_Aim of the exercise_
Repeat the records exactly, starting with the line that contains "Target: woman's face" and going on through the line that contains "(753, 1200)", both included.
--*--
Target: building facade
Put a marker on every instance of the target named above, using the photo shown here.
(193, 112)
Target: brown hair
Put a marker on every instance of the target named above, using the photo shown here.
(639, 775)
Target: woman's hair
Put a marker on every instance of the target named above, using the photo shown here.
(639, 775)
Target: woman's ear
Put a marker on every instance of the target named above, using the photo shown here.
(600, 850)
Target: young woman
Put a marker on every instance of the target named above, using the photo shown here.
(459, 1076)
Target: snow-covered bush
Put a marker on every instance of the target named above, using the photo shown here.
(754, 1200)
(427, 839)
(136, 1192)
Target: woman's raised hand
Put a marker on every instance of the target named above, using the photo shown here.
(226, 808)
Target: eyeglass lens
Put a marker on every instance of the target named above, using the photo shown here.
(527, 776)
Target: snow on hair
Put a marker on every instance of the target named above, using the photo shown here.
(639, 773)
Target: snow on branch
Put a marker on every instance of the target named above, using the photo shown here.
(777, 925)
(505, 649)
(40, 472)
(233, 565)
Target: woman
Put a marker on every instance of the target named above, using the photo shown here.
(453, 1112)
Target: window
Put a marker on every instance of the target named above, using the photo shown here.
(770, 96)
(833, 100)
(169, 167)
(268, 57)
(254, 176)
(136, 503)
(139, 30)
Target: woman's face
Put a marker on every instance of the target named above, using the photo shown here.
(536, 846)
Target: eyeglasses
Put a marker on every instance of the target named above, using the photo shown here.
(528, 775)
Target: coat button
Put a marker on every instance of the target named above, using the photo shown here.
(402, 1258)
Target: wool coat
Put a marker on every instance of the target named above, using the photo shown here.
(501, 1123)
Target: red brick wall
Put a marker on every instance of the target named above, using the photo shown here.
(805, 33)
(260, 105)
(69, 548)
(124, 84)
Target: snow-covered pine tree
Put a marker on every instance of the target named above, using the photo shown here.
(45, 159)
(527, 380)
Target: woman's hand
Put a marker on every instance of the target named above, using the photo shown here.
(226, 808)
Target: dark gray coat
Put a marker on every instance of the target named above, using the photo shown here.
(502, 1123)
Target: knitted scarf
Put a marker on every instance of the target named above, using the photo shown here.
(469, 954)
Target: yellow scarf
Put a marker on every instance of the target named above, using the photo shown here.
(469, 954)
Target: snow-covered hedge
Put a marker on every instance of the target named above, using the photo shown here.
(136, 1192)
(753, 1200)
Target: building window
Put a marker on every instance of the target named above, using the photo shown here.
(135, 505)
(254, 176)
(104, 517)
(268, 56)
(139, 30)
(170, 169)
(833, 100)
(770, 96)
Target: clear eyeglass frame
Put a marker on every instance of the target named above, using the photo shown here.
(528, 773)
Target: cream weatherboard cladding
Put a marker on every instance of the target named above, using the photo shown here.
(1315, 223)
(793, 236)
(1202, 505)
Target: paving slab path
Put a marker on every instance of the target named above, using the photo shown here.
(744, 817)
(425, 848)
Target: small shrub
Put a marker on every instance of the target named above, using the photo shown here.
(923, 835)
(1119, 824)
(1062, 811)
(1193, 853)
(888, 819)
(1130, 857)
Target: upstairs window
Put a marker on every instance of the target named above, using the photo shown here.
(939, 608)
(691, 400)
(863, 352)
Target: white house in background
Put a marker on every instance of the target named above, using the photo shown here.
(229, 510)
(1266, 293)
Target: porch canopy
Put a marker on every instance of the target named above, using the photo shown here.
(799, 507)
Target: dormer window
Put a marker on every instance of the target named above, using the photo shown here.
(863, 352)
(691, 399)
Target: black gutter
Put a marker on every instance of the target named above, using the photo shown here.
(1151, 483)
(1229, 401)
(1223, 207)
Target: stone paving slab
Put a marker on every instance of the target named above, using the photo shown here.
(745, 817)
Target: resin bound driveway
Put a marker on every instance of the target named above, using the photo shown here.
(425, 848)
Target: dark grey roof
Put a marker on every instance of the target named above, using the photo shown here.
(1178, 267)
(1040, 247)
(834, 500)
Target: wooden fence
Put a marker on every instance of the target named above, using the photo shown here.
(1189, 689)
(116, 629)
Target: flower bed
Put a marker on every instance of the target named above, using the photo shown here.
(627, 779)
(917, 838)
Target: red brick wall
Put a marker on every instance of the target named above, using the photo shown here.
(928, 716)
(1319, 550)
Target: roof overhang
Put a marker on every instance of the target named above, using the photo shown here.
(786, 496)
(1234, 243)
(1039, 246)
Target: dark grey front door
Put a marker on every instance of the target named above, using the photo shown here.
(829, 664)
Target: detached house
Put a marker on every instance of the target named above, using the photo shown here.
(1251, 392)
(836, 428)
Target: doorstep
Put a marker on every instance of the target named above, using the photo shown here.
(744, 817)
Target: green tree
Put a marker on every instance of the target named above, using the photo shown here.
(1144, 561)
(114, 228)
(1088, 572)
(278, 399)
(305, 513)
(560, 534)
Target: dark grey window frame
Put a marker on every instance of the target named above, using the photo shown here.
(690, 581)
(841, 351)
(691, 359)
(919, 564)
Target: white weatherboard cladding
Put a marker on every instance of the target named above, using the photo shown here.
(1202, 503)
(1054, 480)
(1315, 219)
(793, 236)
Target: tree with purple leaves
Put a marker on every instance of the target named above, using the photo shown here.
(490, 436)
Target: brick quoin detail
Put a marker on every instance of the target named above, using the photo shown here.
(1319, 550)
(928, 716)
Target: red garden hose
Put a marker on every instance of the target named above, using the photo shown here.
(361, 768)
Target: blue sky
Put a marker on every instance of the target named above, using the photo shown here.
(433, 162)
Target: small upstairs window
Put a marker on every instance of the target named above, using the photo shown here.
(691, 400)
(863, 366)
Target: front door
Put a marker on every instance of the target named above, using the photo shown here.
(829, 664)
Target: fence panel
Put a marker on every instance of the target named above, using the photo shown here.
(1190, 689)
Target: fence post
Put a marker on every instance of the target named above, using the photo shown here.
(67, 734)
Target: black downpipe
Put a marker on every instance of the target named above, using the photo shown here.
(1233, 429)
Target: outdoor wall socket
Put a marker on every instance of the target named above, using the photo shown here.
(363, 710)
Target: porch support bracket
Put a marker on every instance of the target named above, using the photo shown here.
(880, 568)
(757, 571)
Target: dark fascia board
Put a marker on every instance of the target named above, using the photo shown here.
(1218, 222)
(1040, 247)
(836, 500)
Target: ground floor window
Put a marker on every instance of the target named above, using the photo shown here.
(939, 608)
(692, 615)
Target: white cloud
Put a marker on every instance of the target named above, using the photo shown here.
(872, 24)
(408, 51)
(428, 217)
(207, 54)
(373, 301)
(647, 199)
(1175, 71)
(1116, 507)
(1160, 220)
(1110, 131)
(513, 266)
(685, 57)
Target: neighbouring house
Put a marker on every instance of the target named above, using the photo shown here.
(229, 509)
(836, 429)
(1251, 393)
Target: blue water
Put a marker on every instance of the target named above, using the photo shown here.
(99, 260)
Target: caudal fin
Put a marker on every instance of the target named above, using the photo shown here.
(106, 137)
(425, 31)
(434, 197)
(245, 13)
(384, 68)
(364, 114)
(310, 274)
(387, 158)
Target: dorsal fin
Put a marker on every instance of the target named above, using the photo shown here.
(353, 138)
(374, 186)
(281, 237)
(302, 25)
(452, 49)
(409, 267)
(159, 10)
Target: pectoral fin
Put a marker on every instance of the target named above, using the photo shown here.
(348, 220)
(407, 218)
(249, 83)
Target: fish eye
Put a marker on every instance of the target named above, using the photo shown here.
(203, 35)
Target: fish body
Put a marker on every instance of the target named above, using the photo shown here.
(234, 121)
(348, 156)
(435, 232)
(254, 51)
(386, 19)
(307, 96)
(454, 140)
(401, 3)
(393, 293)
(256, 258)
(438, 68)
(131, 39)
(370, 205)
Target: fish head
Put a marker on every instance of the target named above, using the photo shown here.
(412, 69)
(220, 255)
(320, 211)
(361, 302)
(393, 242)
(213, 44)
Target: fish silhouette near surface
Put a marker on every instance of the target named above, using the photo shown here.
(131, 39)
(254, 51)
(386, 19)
--*--
_Full solution_
Target: woman's face
Put a marker on every instance of the target named above, using the photo shown here.
(536, 846)
Target: eyeglasses
Put a marker on every instance of the target named above, using the photo shown here.
(528, 775)
Target: coat button
Put a marker on every instance of the target named above, using the photo shown here.
(402, 1258)
Target: wool coat
Put a marker on every instance of the target named above, using the photo shown here.
(501, 1123)
Target: red brick wall
Put a marker on every instance of the target named above, using the photo shown here.
(805, 33)
(260, 105)
(69, 548)
(124, 84)
Target: snow-covered pine tree
Put a marker on every instance of the target named above, using the photo shown here.
(45, 159)
(527, 380)
Target: woman's hand
Put a marker on every instance of the target named above, using the photo shown here.
(226, 808)
Target: dark gray coat
Put a marker on every instance of the target named above, using the photo shown here.
(502, 1123)
Target: knitted scarf
Put a marker on every instance of the target named above, using the photo shown here.
(469, 954)
Target: yellow scarf
Put a marker on every instance of the target named above, using the photo shown here.
(469, 954)
Target: snow-covered hedge
Put a marker on every instance of the target named above, using the photo shown here.
(136, 1192)
(753, 1200)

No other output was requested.